### SOURCE PASSAGE
EBITA for the review period was EUR 2,694 (5,010) thousand, or
4.6% (7.7%) of revenue.
Subcontracting costs arising from the use of external services
in the review period totalled EUR 12,131 (14,236) thousand, or
20.5% of revenue (21.8%). Employee benefit expenses for the review
period decreased to EUR 36,588 (37,826) thousand and amounted to
61.8% (57.9%) of revenue. The decrease in employee benefit expenses
was driven by the reduction in number of the Group’s personnel. At
the end of the year-half, the Group's number of personnel totalled
966 (1,061).
Other operating expenses decreased from the previous year to EUR
6,100 (6,541) thousand, or 10.3% (10.0%) of revenue. The largest
expense items were IT expenses, voluntary personnel expenses and
purchased expert services.
EBIT for the year-half was EUR 2,110 (4,149) thousand, or 3.6%
(6.3%) of revenue. Net financial income totalled EUR 343 (415)
thousand. In the review period, the Group recognised net financial
income of EUR 695 (1,522) thousand due to fair value adjustment on
contingent consideration liabilities. The profit for the period
before taxes was EUR 2,453 (4,564) thousand and earnings per share
were EUR 0.22 (0.44).
FINANCING AND CAPITAL EXPENDITURE
The Group’s statement of financial position totalled EUR 86,524
(100,267) thousand at the end of the first year-half. The Group’s
equity ratio was 46.6% (40.9%), return on investment (ROI) was 9.3%
(15.5%), and the net debt to EBITDA ratio was 0.44 (0.29).
The Group’s cash flow from operations year grew by 46.9%
year-on-year to EUR 4,851 (3,301) thousand. The growth of the cash
flow from operations was driven by the significantly lower
operating capital than in the comparison period.
Cash flow from investing activities for the first year-half was
EUR -10,127 (-4,488) thousand, including contingent considerations
totalling EUR 9,422 thousand paid to the minority interest for the
acquisition of additional stakes in Supercharge Kft and Vala Group
Oy.
Cash flow from financing activities in the review period
amounted to EUR -6,240 (-6,112) thousand. The shareholders of Siili
Solutions Plc were paid a dividend of EUR 2,109 thousand, and the
non-controlling shareholders of Supercharge Kft and Vala Group Oy
were paid a total of EUR 884 thousand.
At the end of the review period, the Group’s cash and cash
equivalents totalled EUR 17,497 (28,953) thousand, and the Group
had EUR 2,500 thousand in unused credit facilities. At the end of
the review period, the Group’s interest-bearing bank loans stood at
EUR 7,487 (10,000) thousand, of which EUR 2,513 thousand consisted
of short-term loans.
RISK FACTORS AND UNCERTAINTIES
Siili may be exposed to various risk factors relating to Siili’s
operations and operative environment. Realization of such risks may
have adverse effect to Siili’s business, economic position or to
the company’s valuation. Key risks relating to Siili’s business
have been described below. In addition, Siili has identified other
risks that may become material in the future. Furthermore, there
exists risk of which Siili is not necessarily aware of and which
may become material.

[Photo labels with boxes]
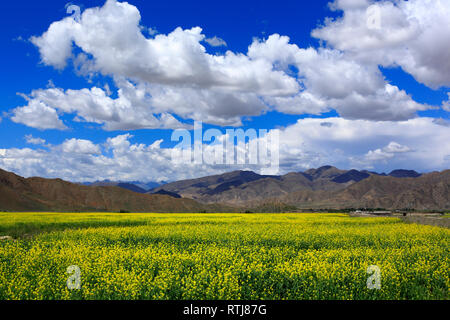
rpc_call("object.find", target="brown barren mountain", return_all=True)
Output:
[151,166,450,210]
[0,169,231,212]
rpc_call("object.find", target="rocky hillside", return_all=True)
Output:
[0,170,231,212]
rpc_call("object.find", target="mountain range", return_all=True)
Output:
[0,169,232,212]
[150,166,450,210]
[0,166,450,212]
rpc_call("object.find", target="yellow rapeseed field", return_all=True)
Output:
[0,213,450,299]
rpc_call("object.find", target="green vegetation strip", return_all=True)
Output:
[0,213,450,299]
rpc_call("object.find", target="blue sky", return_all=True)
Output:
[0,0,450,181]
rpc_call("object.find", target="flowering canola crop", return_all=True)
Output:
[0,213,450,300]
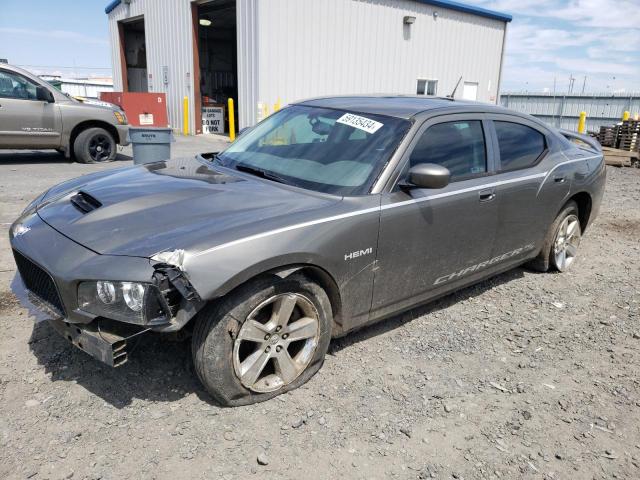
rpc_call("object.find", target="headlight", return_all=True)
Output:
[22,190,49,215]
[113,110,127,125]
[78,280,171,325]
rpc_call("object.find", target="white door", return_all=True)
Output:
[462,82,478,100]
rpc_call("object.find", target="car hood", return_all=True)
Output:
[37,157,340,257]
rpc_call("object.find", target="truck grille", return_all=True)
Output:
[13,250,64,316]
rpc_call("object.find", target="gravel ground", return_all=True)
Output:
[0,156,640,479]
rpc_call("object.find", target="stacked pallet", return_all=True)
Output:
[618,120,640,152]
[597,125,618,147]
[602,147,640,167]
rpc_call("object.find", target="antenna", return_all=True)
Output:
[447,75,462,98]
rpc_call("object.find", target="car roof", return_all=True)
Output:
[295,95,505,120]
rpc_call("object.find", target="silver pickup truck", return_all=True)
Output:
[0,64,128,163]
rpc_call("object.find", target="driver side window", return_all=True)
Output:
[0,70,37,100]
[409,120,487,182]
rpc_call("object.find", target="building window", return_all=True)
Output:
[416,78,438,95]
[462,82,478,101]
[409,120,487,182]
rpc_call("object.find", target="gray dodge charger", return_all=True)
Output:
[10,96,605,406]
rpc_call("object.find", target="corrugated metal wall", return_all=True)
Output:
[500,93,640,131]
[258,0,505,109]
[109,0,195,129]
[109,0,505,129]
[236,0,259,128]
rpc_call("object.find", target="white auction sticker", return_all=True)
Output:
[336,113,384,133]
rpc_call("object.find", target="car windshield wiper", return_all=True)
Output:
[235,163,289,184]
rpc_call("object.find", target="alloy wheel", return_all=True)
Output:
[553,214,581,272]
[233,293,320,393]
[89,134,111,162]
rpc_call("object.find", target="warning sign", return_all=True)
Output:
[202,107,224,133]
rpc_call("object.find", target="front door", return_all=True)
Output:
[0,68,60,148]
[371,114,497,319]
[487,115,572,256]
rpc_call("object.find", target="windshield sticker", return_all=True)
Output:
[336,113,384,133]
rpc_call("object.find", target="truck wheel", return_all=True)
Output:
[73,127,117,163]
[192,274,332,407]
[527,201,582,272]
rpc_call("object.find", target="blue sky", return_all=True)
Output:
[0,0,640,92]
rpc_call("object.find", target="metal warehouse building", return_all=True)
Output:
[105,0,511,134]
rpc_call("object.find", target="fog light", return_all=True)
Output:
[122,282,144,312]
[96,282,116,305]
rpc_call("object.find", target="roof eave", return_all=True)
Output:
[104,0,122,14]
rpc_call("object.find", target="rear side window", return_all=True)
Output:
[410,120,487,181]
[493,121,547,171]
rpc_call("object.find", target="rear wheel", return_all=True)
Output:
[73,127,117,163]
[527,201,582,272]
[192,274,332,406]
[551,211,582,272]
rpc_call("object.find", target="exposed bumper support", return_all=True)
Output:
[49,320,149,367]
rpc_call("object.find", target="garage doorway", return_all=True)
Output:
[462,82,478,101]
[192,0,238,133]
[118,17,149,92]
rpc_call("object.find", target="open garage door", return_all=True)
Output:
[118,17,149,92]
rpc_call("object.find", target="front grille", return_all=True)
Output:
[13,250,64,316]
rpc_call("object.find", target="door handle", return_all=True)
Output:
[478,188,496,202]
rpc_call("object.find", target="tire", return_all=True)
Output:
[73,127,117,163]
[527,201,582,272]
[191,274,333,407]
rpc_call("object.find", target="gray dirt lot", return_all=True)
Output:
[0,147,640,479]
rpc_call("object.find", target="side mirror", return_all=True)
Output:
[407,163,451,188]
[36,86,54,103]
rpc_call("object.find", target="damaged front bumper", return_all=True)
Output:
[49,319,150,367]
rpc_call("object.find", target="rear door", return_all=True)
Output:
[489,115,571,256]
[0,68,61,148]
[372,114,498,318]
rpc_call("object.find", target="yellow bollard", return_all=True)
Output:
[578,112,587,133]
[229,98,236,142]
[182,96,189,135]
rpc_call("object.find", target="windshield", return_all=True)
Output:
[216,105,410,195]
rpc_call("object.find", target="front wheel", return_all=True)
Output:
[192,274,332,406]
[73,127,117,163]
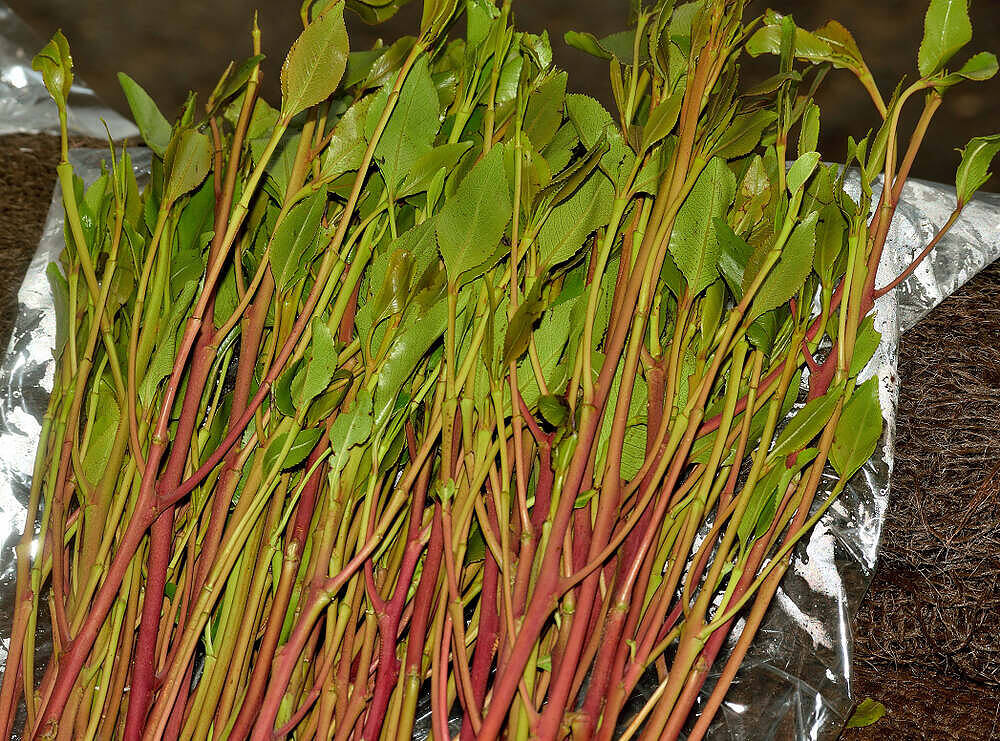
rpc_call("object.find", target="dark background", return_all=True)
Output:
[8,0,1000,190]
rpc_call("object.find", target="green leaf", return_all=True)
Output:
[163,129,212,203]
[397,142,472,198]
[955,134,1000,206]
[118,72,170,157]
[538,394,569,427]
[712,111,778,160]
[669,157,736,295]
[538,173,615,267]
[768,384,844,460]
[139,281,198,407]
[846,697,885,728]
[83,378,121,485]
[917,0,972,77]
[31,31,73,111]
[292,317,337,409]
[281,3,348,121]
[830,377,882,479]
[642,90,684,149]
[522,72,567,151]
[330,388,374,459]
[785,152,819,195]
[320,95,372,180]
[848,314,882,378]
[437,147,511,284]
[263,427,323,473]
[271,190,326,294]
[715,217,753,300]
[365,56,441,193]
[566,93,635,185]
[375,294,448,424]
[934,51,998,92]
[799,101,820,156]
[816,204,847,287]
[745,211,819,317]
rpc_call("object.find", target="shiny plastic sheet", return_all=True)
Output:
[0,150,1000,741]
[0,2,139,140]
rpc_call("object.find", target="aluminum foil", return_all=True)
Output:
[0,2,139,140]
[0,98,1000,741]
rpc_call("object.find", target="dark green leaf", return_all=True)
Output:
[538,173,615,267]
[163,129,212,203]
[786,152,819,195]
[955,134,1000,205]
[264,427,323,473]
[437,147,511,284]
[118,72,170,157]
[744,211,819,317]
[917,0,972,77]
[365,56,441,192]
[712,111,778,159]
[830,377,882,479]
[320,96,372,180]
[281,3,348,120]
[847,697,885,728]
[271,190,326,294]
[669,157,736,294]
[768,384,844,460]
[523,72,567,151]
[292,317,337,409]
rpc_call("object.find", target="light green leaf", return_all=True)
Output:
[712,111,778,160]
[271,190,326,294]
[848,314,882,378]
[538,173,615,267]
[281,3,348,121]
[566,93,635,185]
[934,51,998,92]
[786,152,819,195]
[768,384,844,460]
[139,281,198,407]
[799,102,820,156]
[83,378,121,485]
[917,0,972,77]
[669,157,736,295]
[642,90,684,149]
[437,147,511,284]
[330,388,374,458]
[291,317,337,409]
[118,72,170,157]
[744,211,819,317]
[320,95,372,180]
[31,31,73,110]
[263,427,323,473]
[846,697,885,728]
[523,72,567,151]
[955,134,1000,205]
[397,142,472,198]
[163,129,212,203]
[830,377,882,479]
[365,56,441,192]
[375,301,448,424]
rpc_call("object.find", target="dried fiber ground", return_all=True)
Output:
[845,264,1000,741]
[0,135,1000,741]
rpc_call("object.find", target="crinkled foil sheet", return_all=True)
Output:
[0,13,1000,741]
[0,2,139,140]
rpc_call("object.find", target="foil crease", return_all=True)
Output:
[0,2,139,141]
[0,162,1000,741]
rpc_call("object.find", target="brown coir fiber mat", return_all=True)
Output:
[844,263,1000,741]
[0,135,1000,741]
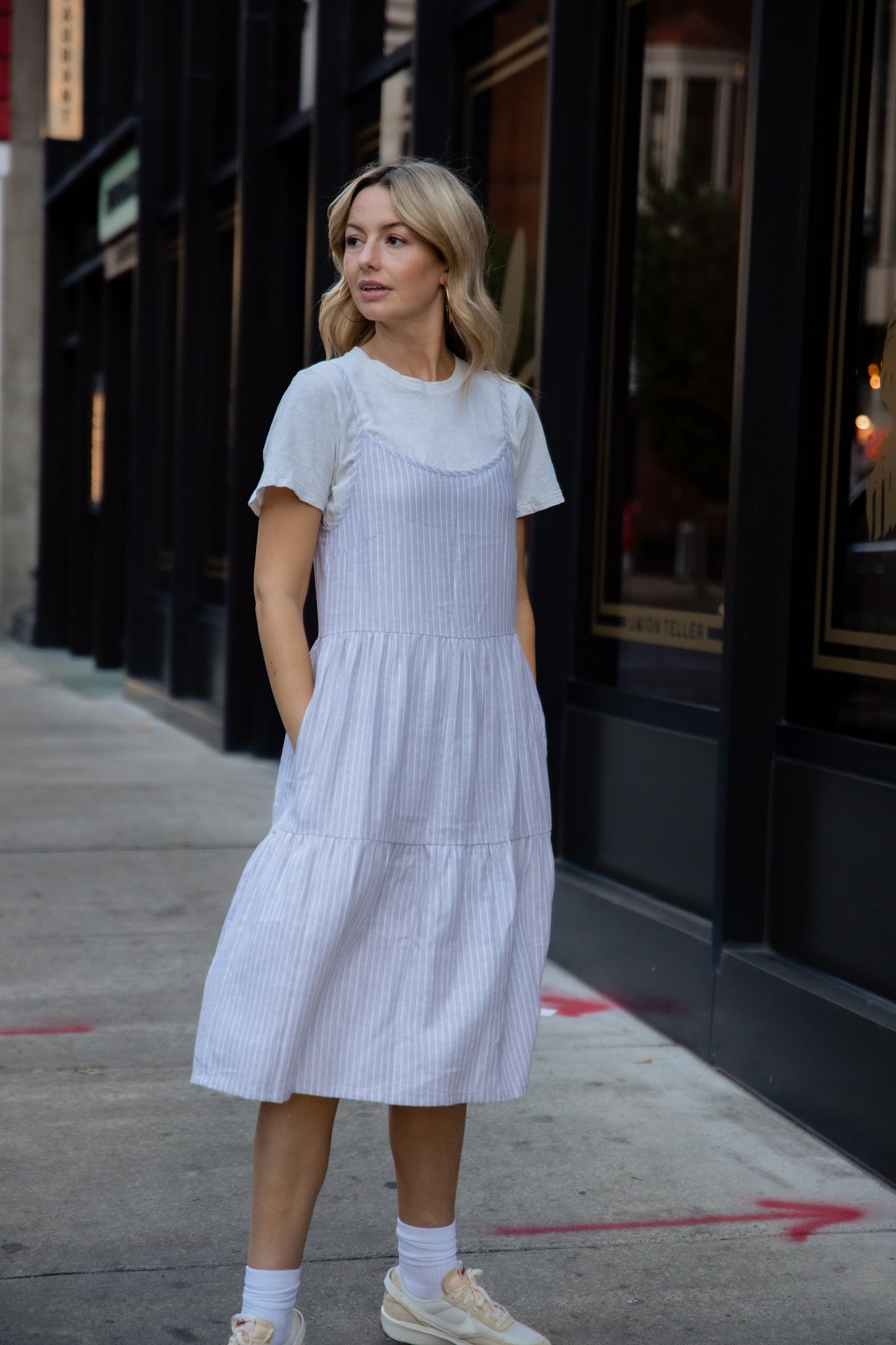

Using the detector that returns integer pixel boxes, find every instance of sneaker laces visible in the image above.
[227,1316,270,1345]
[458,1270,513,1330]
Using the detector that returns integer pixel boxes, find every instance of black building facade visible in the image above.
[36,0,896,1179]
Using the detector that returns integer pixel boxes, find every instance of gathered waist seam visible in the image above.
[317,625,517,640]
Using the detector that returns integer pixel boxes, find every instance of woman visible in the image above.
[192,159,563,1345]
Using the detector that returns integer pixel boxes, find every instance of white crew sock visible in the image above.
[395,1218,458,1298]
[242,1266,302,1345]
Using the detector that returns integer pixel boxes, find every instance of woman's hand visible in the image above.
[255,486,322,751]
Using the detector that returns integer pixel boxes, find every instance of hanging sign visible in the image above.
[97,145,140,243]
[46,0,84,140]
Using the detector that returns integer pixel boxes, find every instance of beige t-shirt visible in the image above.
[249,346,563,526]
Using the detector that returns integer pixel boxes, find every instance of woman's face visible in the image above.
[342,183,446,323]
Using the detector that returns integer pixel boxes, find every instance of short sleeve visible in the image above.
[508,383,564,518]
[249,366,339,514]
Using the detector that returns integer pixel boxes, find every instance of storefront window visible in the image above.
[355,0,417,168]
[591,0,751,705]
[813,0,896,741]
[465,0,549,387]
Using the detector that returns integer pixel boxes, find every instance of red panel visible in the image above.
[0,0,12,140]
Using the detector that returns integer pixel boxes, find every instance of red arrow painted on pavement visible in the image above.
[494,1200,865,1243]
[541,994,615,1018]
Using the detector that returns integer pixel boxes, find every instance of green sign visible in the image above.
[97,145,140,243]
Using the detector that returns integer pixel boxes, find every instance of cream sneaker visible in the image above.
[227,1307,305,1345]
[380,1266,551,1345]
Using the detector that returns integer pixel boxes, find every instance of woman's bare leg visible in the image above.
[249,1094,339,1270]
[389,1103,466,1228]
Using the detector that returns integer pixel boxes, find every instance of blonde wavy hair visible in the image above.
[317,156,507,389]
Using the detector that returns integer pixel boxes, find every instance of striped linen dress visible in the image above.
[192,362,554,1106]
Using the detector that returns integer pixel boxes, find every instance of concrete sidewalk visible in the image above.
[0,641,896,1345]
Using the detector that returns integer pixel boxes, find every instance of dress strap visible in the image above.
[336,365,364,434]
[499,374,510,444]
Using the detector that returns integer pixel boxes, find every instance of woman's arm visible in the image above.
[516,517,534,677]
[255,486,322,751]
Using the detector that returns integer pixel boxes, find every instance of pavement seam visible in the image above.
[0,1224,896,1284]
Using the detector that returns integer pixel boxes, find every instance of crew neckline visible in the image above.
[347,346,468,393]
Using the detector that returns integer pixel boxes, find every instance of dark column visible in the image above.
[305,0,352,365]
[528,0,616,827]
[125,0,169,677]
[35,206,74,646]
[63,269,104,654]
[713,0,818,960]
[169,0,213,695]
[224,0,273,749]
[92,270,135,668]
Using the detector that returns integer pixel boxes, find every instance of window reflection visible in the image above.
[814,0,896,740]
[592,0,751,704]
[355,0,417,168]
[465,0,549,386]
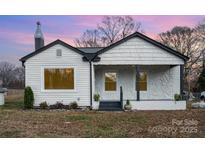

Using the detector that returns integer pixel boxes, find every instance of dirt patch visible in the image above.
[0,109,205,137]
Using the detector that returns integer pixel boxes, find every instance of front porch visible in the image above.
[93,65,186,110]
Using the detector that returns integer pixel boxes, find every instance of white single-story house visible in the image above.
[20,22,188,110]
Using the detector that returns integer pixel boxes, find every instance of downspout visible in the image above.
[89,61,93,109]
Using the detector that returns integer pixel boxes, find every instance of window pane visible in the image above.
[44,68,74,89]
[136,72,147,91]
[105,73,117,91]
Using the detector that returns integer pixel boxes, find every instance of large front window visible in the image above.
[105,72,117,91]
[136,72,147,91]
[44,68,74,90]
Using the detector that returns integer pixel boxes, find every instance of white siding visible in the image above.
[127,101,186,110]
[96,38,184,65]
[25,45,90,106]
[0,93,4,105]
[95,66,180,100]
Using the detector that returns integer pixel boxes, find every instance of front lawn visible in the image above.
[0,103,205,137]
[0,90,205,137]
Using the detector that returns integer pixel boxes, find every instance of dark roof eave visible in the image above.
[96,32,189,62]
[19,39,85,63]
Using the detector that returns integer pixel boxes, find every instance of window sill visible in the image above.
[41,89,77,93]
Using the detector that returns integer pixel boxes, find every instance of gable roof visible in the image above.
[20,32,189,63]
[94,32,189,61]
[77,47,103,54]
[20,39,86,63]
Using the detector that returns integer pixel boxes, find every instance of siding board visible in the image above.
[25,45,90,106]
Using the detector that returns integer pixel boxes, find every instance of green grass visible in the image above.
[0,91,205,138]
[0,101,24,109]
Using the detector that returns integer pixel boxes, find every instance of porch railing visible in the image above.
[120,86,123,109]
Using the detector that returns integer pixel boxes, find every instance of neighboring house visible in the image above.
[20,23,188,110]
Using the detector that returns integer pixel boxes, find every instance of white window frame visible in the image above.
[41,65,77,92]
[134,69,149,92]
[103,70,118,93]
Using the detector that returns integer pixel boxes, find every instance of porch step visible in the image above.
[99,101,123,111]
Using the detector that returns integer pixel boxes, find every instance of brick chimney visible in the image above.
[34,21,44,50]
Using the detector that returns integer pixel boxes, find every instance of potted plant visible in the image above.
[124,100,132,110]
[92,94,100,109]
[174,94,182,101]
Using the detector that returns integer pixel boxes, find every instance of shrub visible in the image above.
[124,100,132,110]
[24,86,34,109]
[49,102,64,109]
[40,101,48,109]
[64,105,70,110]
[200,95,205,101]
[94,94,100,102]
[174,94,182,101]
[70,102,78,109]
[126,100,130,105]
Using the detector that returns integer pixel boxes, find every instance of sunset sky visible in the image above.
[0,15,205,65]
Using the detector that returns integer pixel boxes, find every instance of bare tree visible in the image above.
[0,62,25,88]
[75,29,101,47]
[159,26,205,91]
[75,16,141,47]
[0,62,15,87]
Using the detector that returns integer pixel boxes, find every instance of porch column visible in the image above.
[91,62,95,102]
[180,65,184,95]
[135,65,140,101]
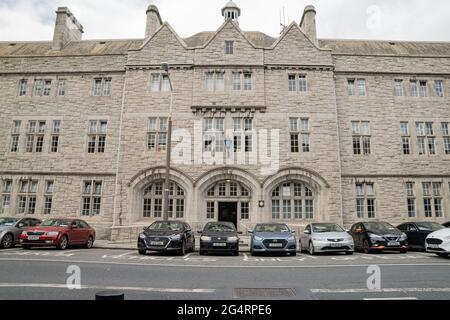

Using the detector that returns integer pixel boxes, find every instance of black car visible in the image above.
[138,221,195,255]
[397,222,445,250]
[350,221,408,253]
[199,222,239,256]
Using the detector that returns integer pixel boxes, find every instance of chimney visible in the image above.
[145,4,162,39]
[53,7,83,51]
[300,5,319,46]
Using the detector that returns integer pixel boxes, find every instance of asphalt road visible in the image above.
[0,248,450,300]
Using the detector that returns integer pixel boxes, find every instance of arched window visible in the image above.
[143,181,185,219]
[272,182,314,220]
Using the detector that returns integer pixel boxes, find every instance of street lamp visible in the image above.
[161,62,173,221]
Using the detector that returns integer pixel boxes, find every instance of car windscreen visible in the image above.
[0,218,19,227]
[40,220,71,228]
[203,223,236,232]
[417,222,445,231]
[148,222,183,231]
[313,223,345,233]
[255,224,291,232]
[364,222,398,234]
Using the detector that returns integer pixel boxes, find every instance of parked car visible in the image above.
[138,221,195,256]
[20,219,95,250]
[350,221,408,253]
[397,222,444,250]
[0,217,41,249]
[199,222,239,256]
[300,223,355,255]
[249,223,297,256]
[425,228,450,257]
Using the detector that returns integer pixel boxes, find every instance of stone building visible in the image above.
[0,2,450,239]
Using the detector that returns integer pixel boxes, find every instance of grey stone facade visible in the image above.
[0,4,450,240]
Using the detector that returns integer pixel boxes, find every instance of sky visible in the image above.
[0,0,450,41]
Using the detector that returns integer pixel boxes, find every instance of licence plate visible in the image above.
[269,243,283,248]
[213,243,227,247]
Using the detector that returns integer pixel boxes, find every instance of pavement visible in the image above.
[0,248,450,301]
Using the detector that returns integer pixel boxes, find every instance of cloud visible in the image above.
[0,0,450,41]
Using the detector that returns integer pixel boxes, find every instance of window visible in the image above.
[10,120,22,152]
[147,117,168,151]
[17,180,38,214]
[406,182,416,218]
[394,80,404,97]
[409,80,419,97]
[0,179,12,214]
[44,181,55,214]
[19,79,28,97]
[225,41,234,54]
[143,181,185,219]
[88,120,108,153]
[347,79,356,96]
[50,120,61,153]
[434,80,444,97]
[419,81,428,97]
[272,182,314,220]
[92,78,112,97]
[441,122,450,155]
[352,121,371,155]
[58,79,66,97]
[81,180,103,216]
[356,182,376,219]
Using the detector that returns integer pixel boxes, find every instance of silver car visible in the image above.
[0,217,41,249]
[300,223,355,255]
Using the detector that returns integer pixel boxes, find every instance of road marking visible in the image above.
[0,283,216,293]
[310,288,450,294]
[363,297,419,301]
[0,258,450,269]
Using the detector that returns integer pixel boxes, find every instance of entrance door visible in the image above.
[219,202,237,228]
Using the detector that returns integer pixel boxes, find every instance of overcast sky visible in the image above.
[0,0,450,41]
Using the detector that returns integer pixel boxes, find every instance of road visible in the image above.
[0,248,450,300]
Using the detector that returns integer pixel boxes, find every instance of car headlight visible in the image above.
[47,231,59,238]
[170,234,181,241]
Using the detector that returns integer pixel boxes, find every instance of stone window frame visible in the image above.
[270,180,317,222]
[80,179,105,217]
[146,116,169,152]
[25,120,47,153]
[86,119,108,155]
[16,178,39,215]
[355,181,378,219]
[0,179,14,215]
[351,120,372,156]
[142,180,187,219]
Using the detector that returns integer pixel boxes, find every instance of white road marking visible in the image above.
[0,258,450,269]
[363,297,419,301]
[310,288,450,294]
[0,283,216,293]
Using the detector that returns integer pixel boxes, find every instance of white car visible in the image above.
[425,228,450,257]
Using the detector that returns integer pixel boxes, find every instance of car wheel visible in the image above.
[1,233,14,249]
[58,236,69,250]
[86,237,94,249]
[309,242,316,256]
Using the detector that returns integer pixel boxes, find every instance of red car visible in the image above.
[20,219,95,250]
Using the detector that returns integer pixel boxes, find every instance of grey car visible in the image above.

### WORK TO DO
1 > Decide whether each statement agrees with the half-year report, answering yes or no and quoting the words that settle it: (a) Employee benefit expenses rose in the review period. (b) The Group's number of personnel totaled 966 at the end of the year-half. (c) The Group had EUR 2,500 thousand in unused credit facilities.
2 > According to the half-year report, what drove the growth of the cash flow from operations?
3 > Copy the passage of the half-year report that begins at "EBITA for the" and stops after "966 (1,061).", switching "personnel" to "staff".

### SOLUTIONS FOR EACH TASK
1 >
(a) No: "Employee benefit expenses for the review period decreased to EUR 36,588 (37,826) thousand"
(b) Yes: "the Group's number of personnel totalled 966 (1,061)"
(c) Yes: "the Group had EUR 2,500 thousand in unused credit facilities"

2 > The significantly lower operating capital than in the comparison period.

3 >
EBITA for the review period was EUR 2,694 (5,010) thousand, or
4.6% (7.7%) of revenue.
Subcontracting costs arising from the use of external services
in the review period totalled EUR 12,131 (14,236) thousand, or
20.5% of revenue (21.8%). Employee benefit expenses for the review
period decreased to EUR 36,588 (37,826) thousand and amounted to
61.8% (57.9%) of revenue. The decrease in employee benefit expenses
was driven by the reduction in number of the Group’s staff. At
the end of the year-half, the Group's number of staff totalled
966 (1,061).